Your answer should hold exactly the lines from the one containing "target: mottled brown plumage" through the end of the material, and no others.
[DATASET CONTENT — start]
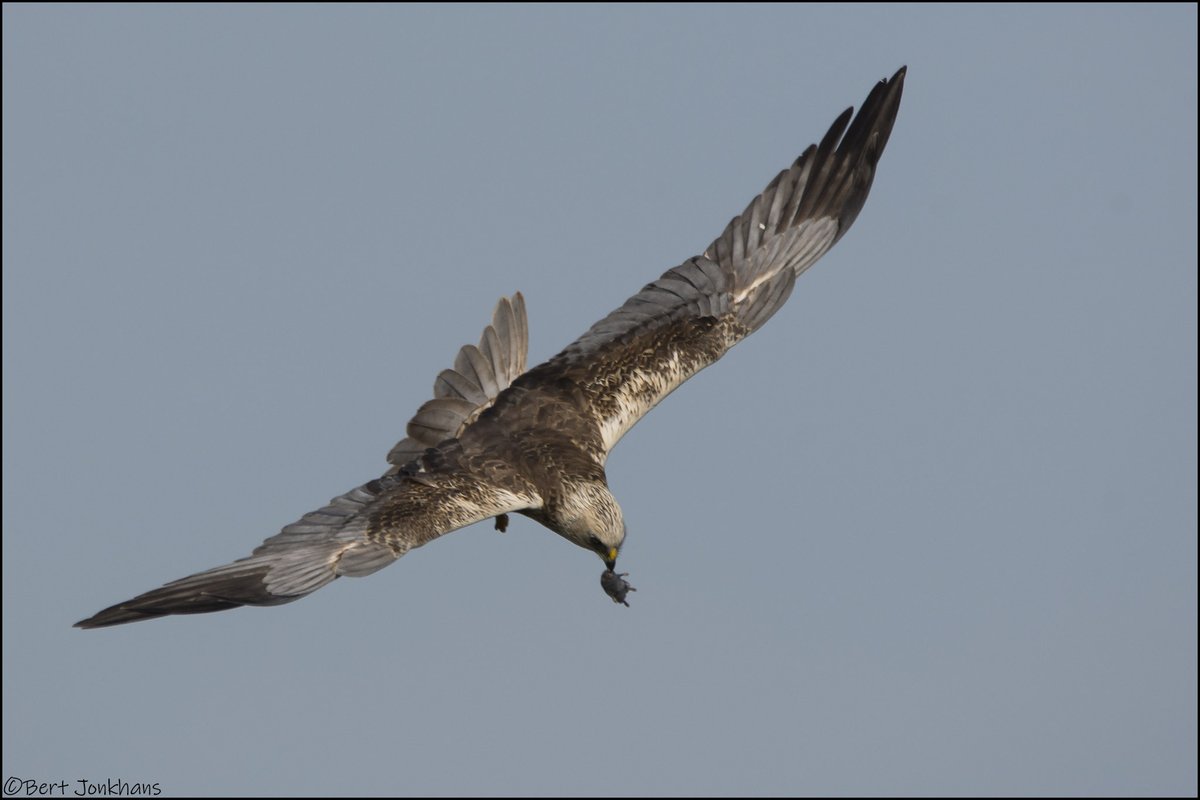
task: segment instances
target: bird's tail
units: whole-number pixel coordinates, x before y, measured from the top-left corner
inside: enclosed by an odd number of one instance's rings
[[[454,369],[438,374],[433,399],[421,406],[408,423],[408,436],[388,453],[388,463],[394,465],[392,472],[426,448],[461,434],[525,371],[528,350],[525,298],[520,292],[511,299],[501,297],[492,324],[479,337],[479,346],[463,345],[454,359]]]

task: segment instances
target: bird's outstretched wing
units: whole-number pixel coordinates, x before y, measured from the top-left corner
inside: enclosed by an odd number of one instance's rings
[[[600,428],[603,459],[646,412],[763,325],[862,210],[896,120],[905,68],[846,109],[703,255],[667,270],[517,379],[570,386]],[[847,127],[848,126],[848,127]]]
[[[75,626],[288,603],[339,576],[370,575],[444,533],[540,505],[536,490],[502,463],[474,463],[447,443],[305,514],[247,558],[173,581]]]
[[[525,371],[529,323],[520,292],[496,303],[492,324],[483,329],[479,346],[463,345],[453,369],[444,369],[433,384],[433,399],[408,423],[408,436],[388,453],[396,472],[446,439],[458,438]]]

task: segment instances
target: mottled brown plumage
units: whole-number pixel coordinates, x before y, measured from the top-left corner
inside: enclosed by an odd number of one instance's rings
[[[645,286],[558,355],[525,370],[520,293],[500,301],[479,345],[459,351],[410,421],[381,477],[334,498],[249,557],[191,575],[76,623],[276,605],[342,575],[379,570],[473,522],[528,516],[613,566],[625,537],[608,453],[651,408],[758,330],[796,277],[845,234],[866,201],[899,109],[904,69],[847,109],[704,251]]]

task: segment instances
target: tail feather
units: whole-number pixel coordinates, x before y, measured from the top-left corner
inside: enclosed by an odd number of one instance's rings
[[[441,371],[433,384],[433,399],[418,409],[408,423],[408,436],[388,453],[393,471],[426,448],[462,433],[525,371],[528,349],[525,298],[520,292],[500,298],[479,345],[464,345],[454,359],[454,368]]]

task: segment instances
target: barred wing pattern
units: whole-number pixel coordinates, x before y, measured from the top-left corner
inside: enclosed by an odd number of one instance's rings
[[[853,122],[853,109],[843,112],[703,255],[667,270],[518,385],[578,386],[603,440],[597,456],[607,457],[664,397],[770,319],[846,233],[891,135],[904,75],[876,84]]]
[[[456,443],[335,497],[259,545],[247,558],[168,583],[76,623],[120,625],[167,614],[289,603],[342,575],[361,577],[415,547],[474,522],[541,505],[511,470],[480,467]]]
[DATASET CONTENT — finish]
SOLUTION BELOW:
target: mottled brown plumage
units: whole-number pixel coordinates, x before y, measured from the top-left corner
inside: enclosed by an odd number of one instance's rings
[[[645,286],[558,355],[525,370],[520,293],[500,301],[479,345],[459,351],[410,421],[381,477],[334,498],[249,557],[191,575],[76,623],[276,605],[342,575],[379,570],[473,522],[528,516],[613,566],[625,537],[608,453],[651,408],[758,330],[796,277],[845,234],[866,201],[899,109],[904,69],[847,109],[704,251]]]

task: segment instances
target: tail feather
units: whole-number pixel coordinates, x before y, measured from the top-left corner
inside: enclosed by an odd number of one instance's rings
[[[441,371],[433,384],[433,399],[418,409],[408,423],[408,436],[388,453],[393,471],[426,448],[462,433],[525,371],[528,349],[525,298],[520,292],[500,298],[479,345],[464,345],[454,359],[454,368]]]

task: segment instances
target: barred wing pattern
units: whole-number pixel coordinates, x before y, measured from the top-left corner
inside: enclosed by an odd number of one instance's rings
[[[853,122],[853,109],[843,112],[703,255],[667,270],[518,385],[578,386],[603,440],[597,456],[607,457],[664,397],[770,319],[846,233],[891,135],[904,75],[876,84]]]
[[[456,443],[335,497],[259,545],[247,558],[168,583],[76,623],[120,625],[167,614],[289,603],[342,575],[361,577],[415,547],[474,522],[541,505],[511,470],[480,467]]]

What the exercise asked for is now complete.